CHALLENGE.
Copy the following lines again, word for word.
** begin **
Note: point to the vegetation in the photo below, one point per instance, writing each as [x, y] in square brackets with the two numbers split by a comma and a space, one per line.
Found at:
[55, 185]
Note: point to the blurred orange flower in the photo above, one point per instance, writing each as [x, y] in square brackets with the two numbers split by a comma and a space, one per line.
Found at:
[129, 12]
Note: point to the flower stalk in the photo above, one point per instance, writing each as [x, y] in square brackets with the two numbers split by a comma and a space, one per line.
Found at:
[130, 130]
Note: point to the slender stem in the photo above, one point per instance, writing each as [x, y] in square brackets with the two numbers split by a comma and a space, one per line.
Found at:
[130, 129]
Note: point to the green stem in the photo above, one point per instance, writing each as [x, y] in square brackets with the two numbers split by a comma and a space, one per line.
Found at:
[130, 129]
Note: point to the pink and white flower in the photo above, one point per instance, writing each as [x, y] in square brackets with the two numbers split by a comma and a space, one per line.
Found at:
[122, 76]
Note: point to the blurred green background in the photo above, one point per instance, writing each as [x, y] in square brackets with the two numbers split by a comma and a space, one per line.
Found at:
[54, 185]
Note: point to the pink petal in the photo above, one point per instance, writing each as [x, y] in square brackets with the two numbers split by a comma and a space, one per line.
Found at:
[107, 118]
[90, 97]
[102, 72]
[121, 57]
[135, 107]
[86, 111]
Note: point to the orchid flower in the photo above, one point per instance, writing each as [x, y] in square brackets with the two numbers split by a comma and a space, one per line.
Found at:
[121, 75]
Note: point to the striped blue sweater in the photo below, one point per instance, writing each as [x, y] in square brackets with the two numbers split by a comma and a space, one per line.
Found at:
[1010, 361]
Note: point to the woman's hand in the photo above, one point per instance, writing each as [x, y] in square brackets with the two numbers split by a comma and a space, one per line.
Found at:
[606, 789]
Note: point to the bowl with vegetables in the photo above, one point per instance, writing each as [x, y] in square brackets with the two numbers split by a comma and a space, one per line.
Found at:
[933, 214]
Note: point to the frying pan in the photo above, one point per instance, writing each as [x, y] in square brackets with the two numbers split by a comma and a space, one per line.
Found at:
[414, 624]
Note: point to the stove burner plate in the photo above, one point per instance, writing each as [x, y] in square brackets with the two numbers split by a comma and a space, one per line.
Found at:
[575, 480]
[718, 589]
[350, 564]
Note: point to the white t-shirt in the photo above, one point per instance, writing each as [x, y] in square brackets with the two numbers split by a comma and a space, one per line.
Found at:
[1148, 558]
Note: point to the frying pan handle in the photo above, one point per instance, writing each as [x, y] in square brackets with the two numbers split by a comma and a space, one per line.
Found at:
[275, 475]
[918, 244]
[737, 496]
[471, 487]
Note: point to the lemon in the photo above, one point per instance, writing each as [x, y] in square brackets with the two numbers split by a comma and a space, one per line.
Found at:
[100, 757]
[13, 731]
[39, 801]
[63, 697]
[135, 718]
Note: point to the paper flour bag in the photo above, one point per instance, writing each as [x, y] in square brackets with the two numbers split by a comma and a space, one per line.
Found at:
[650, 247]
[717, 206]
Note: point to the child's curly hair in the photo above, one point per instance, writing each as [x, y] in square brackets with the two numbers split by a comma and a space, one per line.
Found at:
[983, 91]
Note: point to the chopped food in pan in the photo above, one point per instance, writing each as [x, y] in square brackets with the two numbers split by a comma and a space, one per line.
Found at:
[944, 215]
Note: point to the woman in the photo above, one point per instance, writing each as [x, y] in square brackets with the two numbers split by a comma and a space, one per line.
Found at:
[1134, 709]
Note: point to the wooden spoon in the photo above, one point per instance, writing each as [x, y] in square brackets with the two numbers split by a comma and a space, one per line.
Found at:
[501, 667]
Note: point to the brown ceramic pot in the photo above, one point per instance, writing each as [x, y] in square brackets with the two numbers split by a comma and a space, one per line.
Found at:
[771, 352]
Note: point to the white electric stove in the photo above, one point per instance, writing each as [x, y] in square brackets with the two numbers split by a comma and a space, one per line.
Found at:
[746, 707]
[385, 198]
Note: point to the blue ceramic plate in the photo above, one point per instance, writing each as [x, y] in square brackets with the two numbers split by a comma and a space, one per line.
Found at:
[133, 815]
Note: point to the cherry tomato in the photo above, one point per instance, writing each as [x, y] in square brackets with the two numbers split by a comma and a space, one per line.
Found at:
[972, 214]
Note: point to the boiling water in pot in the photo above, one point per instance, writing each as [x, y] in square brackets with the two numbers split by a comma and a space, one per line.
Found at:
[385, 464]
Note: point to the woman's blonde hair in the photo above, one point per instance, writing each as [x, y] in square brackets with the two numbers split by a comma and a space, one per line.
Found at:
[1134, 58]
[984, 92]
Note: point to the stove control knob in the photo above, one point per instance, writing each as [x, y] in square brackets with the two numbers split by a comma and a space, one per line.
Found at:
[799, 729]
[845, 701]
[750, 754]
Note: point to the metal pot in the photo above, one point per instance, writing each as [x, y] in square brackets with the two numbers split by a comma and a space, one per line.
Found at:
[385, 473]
** end **
COMPLETE ANSWER.
Note: point to the vegetation in the photo below, one point per instance, writing each as [x, y] in square brackets with the two numbers split by a comma and a space, one per line.
Found at:
[55, 185]
Note: point to the blurred orange flower in the photo above, one point per instance, writing each as [x, y] in square brackets with the two numbers split by a comma and a space, one per line.
Found at:
[129, 12]
Note: point to the flower stalk in the photo above, one point per instance, writing each as [x, y] in square brackets with the two numbers split by a comma and a space, one per line.
Found at:
[130, 130]
Note: point to the slender stem in the photo above, one point per instance, writing each as [x, y] in square brackets with the two numbers split by a comma and a space, one per line.
Found at:
[130, 129]
Note: point to the green stem in the photo above, one point per instance, writing each as [x, y] in square brackets with the two numbers split by a comma and a space, one per line.
Found at:
[130, 129]
Note: point to the pink and white flower in the photo above, one point per instance, writing each as [x, y] in square brackets with the two numbers split by a comma and a space, one per line.
Found at:
[122, 76]
Note: point to the blurred green background in the photo above, one point per instance, writing each as [x, y] in square brackets with the two numbers split by a comma and a space, one per line.
Found at:
[54, 185]
Note: point to the pink petal in the photo above, one point per instance, writing each as [x, y] in square brackets with the two numbers split by a comma and a space, one per line.
Found at:
[107, 118]
[90, 97]
[102, 72]
[121, 57]
[135, 107]
[86, 111]
Note: point to the orchid flower in the photo above, one point per instance, writing each as [x, y] in square brackets with the two numbers split by a comma and a space, one per line.
Found at:
[121, 75]
Note: point to the striped blue sweater in the photo below, one point per instance, writing each as [x, y] in square brackets with the two numbers split by a comma and a space, one per line.
Found at:
[1010, 361]
Note: point to the woman's hand in the photo above, one point per instance, writing each as [x, y] in square brackets with the two numbers split by a comma and a space, one per line.
Found at:
[606, 789]
Note: point to the bowl with vegetables in the photo above, one point per instance, writing each as [x, y] in square brackets with the two numbers split by a comma and a space, one per line.
Found at:
[933, 214]
Note: point to the frying pan in the photo above, one point per instance, writing each as [x, y] in square brackets with the two numbers split by a comma and a space, one per line.
Found at:
[414, 624]
Note: point to the stove burner plate in the photo above, one point per instance, writing each as [x, y] in square brackets with the two numbers split by a comma and a space, one per line.
Found at:
[575, 480]
[718, 589]
[350, 564]
Note: point to the white t-shirt in the photo above, one point per instance, writing each as [x, y] in square brackets with the two numbers split by a comma and a space, one per line.
Found at:
[1148, 558]
Note: point to the frying pan handle in the photo above, one point per instance, writing each as [x, y] in square brackets with the two numbers split by a comma and a space, one per line.
Found at:
[275, 475]
[918, 244]
[737, 496]
[471, 487]
Note: point to the lemon in the photo above, one point per instance, writing each as [x, y] in square brackets with the two numbers split by a comma and a space, one per line.
Found at:
[100, 757]
[13, 731]
[39, 801]
[63, 697]
[135, 718]
Note: point to the paper flour bag in the photo above, one point per instance, writing each as [x, y] in square brackets with the two numbers split by a comma and a space, one per line.
Found at:
[650, 247]
[717, 206]
Note: point to the child's curly hair in the photo above, one point per instance, writing each as [x, y] in square brackets with the two numbers split by a comma and a space, one per line.
Found at:
[983, 91]
Note: point to the chopped food in pan in the photo above, one point per instance, writing each as [x, y] in square brackets with the two numbers split by a comma and a space, one per line.
Found at:
[944, 215]
Note: point to the woman in the photo above, one point per instance, writing each as [x, y] in square brackets with the two numbers split by a comma and a space, one per line.
Found at:
[1134, 709]
Note: point to the wooden spoon in the photo above, one point per instance, writing each as [x, y] in square brackets with the two numbers split by a comma and a space, one per line.
Found at:
[501, 667]
Note: point to the brown ceramic pot in the photo above, one point per instance, writing each as [x, y] in square brackets with the two numbers split by a comma and a space, one per line.
Found at:
[771, 352]
Note: point to the white electric stove in the photo above, one point per instance, writing each as [x, y] in square brackets with the two numbers split by a comma and a space, one per line.
Found at:
[746, 707]
[385, 198]
Note: point to the blue ceramic plate in the photo above, one point per instance, writing each as [x, y] in square brackets with the two numbers split by a comma and a space, one per line.
Found at:
[133, 815]
Note: point to the cherry tomato in the photo above, one point per instance, writing each as [x, y] in square brackets with the two numbers split by a comma and a space, one per line.
Found at:
[972, 214]
Note: point to the boiling water in pot in the photo above, one point per instance, writing each as [x, y] in square brackets with the two numbers split by a comma and a space, one per line.
Found at:
[385, 464]
Note: point to the woman's blonde hair in the photo above, one point per instance, writing each as [x, y] in square brackets with the two numbers split by a comma and a space, one per line.
Found at:
[1134, 58]
[984, 92]
Note: point to the stove control knob in the photo above, one point per instance, writing each as [x, y] in square brackets with the two numbers split by a comma and a space, one per line.
Found at:
[799, 729]
[845, 701]
[750, 754]
Note: point to the metal pot in the photo above, one point per instance, writing each as [x, y] in square brackets with the two numbers split by a comma and a space, one per line.
Found at:
[385, 473]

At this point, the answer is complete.